[Work order]
Nothing outside the range is wanted. Repeat exactly the lines below from the one with "Query: bridge railing" through the one with "Query: stone bridge arch".

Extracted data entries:

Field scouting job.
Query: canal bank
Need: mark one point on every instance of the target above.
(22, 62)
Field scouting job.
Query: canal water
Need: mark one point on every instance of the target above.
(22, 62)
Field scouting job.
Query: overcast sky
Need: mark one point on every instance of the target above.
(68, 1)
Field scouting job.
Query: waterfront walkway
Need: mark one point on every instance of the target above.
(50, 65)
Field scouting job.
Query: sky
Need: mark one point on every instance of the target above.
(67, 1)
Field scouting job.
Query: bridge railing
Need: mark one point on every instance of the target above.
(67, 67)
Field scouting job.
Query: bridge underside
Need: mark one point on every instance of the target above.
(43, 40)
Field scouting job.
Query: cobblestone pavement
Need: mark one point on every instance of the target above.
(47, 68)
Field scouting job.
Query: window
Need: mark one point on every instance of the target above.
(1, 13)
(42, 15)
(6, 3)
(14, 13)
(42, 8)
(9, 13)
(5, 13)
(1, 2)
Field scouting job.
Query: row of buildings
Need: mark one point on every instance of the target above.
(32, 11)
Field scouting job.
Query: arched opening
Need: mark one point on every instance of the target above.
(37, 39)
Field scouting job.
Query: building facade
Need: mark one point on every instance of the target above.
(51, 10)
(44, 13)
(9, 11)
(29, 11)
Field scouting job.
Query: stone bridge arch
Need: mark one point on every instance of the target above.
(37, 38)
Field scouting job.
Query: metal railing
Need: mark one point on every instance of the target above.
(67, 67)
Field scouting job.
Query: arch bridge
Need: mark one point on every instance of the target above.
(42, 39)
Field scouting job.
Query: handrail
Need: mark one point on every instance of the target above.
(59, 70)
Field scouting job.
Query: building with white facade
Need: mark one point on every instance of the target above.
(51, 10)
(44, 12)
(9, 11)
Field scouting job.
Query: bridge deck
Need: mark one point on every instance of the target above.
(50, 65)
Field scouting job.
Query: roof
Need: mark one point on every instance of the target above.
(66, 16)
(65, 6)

==

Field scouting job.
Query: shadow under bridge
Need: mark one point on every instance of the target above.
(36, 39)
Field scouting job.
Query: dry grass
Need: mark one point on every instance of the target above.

[Answer area]
Query: bridge railing
Need: mark one point on every instance of the target above.
(67, 67)
Field scouting job.
Query: bridge underside
Need: mark one point on every instance of the target above.
(43, 40)
Field scouting job.
Query: cobblestone pavement
Need: mark one point on every instance of the target above.
(47, 68)
Field scouting job.
Query: window
Need: mark one point on every instance of the target above.
(1, 13)
(42, 15)
(6, 3)
(14, 13)
(42, 8)
(9, 13)
(5, 13)
(1, 2)
Field scouting job.
Query: row of buildings
Need: mark one point on every instance of the target above.
(32, 11)
Field scouting job.
Query: arched opening
Need: mark one point on every instance of the target above.
(37, 39)
Field scouting job.
Query: building facade
Need: mark one point on every instance of the target above.
(51, 10)
(44, 13)
(9, 11)
(29, 11)
Field scouting job.
Query: stone bridge arch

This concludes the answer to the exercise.